··· Extracted data

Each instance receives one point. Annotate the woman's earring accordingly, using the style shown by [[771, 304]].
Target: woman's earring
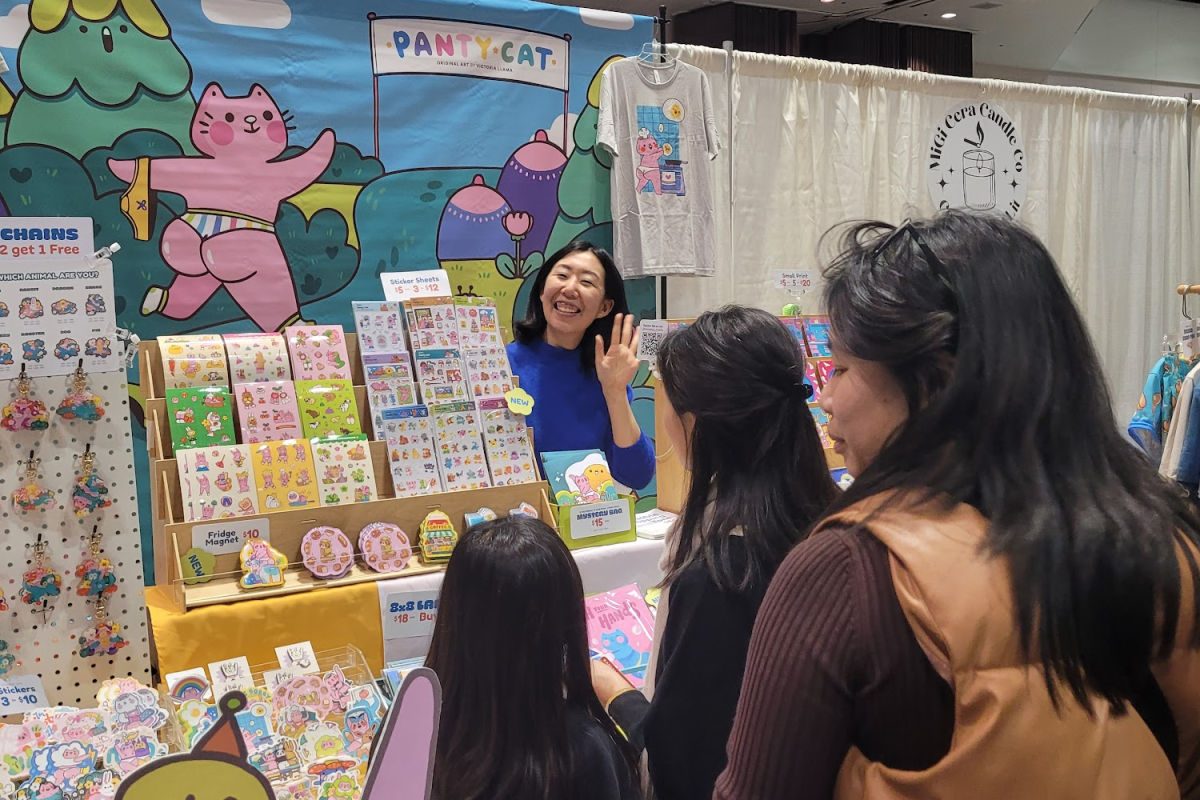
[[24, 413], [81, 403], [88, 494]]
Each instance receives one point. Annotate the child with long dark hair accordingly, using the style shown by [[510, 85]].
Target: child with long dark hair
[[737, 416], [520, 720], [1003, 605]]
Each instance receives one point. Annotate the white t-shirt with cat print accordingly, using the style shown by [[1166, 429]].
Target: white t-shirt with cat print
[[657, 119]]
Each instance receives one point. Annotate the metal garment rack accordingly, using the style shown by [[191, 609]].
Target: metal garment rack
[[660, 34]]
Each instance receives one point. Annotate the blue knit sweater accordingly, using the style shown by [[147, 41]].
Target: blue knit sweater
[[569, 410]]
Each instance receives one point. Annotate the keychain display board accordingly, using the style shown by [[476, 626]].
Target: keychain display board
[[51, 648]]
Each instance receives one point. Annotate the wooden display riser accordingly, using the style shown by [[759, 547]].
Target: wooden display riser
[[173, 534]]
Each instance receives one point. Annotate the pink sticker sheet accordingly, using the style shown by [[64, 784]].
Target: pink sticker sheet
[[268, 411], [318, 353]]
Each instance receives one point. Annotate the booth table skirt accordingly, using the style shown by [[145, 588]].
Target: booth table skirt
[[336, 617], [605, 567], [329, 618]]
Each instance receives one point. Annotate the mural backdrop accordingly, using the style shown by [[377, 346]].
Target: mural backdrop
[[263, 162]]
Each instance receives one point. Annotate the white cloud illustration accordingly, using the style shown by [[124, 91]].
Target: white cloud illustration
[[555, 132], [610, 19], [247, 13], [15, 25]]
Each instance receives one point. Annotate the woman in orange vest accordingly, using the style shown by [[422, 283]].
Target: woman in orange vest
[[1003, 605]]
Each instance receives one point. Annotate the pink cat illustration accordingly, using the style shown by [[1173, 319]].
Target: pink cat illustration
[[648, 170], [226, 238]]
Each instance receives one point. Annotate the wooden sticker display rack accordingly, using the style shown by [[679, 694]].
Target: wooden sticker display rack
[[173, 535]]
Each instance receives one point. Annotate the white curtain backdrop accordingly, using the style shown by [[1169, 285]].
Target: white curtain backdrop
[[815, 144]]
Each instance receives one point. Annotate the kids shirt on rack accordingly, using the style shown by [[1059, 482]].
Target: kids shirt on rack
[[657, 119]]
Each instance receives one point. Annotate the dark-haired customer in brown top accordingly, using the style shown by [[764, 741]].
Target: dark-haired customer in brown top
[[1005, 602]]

······

_Your task:_
Could you transcribe the rows word for word, from the very start through the line containing "[[268, 411], [318, 353]]", leaving the pictures out?

_Exercise answer:_
Each instance receives one point. Annotate the woman's earring accordingly, using the style shown by [[771, 304]].
Target: woman's earring
[[24, 413], [81, 403], [88, 494]]
Each instance receives one point. Annotate the child with long dark hair accordingly, using the style shown by [[510, 85]].
Target: child with long dark hair
[[737, 416], [520, 720], [1003, 605]]
Each instance receives one point. Annotate the white t-shirt with cat print accordingly, using the style shown by [[1166, 429]].
Target: white t-shirt with cat print
[[657, 119]]
Each instance receives one point. Annotate the metal garment rack accordingly, using the style shown by [[191, 609]].
Target: metal garment rack
[[660, 34]]
Each instance receives one point. Annotate the blue knit sweater accordingly, using the style shown by [[147, 41]].
Target: blue knit sweater
[[569, 410]]
Each instance receives one point. Annotate the keychain display board accordingly, using the style shown by [[476, 626]].
Target: keychain display board
[[51, 648]]
Each instance receives one point. Annotate the wooden display riser accordingly, using the style shown by [[759, 547]].
Target: wooden display riser
[[173, 534]]
Each instance receives one point. Annotate the pink sticker sheet accordingly, using the style shown by [[64, 784]].
Target: pink sticker sheet
[[268, 411], [318, 353]]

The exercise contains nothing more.